→ Task details
Recast the rows, from the very first line through the line containing "[[198, 194]]" with both ends included, as a JSON list of strings holding one string per line and omitting blank lines.

═════ Exercise material ═════

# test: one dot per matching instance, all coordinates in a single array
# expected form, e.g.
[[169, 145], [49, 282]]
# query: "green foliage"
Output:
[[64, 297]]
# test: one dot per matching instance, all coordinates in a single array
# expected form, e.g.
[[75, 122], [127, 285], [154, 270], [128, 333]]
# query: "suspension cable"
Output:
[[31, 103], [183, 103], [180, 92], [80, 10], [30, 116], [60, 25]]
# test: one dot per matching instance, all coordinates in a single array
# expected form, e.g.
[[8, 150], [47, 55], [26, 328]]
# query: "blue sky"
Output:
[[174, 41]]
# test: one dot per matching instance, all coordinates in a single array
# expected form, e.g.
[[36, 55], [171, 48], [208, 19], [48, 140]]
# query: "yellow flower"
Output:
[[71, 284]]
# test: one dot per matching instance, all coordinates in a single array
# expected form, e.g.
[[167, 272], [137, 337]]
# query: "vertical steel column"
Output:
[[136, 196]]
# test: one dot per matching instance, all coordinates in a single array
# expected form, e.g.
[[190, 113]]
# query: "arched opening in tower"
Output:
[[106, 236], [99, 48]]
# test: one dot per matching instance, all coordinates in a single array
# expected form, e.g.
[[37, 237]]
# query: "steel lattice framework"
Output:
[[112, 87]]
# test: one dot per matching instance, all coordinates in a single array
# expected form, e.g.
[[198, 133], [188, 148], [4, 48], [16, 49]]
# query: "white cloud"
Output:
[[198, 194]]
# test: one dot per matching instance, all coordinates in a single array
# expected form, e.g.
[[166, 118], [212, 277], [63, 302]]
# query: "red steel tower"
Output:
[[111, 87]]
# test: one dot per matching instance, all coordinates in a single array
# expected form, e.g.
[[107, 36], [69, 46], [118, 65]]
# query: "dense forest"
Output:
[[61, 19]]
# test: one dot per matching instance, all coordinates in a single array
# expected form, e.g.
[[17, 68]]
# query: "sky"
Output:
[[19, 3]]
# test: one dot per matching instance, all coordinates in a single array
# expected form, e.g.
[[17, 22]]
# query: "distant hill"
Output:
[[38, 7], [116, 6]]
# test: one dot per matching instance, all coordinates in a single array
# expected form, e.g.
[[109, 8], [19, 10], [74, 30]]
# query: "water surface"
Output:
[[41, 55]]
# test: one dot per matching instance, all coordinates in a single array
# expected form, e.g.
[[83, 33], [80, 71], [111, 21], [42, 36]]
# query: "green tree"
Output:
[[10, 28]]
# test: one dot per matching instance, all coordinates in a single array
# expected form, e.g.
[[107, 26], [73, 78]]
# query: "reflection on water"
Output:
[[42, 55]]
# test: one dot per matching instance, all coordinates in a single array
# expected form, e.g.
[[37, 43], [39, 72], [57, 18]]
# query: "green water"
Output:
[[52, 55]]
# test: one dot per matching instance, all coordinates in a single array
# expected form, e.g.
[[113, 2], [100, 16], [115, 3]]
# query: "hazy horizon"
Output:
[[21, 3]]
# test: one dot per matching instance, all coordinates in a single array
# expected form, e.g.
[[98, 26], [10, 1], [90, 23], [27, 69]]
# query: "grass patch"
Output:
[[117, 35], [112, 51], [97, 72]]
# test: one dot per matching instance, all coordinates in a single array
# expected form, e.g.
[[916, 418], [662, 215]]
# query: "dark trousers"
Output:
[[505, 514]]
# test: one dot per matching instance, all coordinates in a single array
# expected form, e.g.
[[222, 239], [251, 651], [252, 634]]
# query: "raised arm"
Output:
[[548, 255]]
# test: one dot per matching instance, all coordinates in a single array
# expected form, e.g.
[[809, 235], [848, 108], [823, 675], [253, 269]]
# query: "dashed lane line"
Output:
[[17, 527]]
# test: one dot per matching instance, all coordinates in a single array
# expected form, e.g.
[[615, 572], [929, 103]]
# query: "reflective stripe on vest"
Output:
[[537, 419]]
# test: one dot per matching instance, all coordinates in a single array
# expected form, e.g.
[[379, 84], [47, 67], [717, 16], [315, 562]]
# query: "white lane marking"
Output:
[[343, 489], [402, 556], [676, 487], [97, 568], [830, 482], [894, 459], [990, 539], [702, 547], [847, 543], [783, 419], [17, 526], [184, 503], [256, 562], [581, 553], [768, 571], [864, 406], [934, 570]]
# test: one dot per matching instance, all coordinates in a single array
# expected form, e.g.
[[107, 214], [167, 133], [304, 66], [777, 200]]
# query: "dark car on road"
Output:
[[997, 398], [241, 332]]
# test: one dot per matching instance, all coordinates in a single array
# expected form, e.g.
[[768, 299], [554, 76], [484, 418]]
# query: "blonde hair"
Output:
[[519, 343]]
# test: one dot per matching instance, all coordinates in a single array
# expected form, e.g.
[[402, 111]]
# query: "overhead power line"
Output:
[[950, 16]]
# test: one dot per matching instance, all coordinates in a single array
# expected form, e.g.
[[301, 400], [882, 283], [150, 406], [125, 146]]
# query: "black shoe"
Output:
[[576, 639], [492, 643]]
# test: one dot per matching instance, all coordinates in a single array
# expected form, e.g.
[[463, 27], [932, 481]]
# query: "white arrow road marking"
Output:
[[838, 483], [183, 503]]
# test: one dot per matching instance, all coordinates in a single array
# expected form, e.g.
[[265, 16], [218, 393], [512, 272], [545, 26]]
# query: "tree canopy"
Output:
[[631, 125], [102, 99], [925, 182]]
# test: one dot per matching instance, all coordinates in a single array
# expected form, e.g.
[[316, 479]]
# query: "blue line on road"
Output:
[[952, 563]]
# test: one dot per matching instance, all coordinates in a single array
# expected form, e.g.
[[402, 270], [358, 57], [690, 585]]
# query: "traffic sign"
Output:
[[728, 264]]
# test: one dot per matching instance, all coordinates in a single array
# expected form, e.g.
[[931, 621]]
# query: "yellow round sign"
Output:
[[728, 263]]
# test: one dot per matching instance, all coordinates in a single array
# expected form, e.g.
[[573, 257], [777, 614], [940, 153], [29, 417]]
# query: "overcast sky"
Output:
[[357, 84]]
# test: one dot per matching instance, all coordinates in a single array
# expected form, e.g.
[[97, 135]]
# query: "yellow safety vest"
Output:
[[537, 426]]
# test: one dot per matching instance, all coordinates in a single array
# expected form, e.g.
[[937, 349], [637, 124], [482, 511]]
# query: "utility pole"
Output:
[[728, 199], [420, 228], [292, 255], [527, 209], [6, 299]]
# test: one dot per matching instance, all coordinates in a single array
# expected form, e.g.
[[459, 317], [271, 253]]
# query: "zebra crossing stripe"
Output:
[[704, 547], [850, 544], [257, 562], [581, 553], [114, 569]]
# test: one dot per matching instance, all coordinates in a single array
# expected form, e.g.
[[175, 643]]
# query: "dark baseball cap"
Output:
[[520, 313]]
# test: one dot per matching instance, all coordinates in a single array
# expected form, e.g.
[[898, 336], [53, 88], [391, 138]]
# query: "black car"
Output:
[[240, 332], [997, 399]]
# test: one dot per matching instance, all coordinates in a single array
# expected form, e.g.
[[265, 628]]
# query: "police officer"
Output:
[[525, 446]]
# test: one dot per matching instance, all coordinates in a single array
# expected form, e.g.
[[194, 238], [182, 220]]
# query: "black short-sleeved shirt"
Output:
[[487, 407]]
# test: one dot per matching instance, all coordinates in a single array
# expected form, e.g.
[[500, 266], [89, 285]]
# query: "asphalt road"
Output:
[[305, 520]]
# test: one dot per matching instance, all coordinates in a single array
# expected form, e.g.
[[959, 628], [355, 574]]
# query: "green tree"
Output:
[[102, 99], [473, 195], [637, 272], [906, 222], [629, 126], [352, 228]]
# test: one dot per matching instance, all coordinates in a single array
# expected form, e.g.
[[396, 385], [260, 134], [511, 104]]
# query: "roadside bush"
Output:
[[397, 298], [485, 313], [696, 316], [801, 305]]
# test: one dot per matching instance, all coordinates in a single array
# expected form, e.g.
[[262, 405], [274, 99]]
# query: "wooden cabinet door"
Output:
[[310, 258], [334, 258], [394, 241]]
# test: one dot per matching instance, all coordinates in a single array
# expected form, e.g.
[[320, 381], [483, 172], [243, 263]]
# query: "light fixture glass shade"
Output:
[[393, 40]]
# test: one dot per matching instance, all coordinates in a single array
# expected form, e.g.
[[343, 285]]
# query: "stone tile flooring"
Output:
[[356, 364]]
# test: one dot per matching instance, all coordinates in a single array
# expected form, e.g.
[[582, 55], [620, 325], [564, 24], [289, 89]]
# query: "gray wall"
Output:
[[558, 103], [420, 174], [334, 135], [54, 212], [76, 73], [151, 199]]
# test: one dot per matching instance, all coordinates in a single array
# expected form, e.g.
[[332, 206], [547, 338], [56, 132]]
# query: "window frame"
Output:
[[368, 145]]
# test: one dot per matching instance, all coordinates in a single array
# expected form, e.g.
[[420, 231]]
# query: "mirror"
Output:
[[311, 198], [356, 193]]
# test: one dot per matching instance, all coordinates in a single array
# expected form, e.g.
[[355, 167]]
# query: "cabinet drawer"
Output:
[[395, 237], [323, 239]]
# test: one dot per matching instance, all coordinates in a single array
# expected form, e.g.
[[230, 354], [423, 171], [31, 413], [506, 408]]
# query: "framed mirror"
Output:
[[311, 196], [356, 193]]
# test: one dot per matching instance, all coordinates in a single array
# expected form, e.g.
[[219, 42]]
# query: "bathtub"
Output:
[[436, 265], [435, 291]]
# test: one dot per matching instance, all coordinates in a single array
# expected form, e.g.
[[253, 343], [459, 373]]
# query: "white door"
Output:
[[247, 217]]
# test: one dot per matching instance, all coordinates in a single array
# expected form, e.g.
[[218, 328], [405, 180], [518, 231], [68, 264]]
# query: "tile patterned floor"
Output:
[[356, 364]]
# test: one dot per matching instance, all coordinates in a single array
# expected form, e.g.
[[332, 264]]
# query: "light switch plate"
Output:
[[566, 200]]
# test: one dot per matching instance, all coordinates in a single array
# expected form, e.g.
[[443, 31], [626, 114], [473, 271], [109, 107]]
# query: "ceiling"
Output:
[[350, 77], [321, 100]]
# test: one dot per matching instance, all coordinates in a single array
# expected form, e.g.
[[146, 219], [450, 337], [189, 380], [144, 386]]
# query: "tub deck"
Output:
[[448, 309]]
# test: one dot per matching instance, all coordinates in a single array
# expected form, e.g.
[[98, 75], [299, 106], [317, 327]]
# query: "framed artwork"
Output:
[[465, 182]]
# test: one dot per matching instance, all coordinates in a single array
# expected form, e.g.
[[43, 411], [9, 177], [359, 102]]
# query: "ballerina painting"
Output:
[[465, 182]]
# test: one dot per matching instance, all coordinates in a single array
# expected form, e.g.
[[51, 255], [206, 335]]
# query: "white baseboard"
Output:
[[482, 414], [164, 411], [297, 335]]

═════

→ Expected answer
[
  "# test: one dot per matching instance, all coordinates in a single array",
  "# expected form, e.g.",
  "[[169, 145], [49, 282]]",
  "# query: \"green foliage\"",
  "Output:",
  "[[64, 297]]",
  "# test: one dot per matching instance, all coordinates in a single array",
  "# expected form, e.g.",
  "[[75, 122], [127, 285], [154, 270], [128, 333]]",
  "# query: \"suspension cable\"",
  "Output:",
  "[[31, 103], [183, 103], [180, 92], [80, 10], [30, 116], [60, 25]]",
  "# test: one dot per matching instance, all coordinates in a single array",
  "# expected form, e.g.",
  "[[8, 150], [47, 55], [26, 328]]",
  "# query: \"blue sky\"",
  "Output:",
  "[[174, 41]]",
  "# test: one dot per matching instance, all coordinates in a single array",
  "# expected form, e.g.",
  "[[36, 55], [171, 48], [208, 19], [48, 140]]",
  "# query: \"yellow flower\"",
  "Output:",
  "[[71, 284]]",
  "# test: one dot per matching instance, all coordinates in a single array",
  "# expected form, e.g.",
  "[[167, 272], [137, 337]]",
  "# query: \"vertical steel column\"",
  "Output:",
  "[[136, 196]]",
  "# test: one dot per matching instance, all coordinates in a single array",
  "# expected form, e.g.",
  "[[190, 113]]",
  "# query: \"arched opening in tower\"",
  "Output:",
  "[[106, 236], [99, 48]]",
  "# test: one dot per matching instance, all coordinates in a single array",
  "# expected form, e.g.",
  "[[37, 237]]",
  "# query: \"steel lattice framework\"",
  "Output:",
  "[[112, 87]]",
  "# test: one dot per matching instance, all coordinates in a single array",
  "# expected form, e.g.",
  "[[198, 133], [188, 148], [4, 48], [16, 49]]",
  "# query: \"white cloud\"",
  "Output:",
  "[[198, 194]]"
]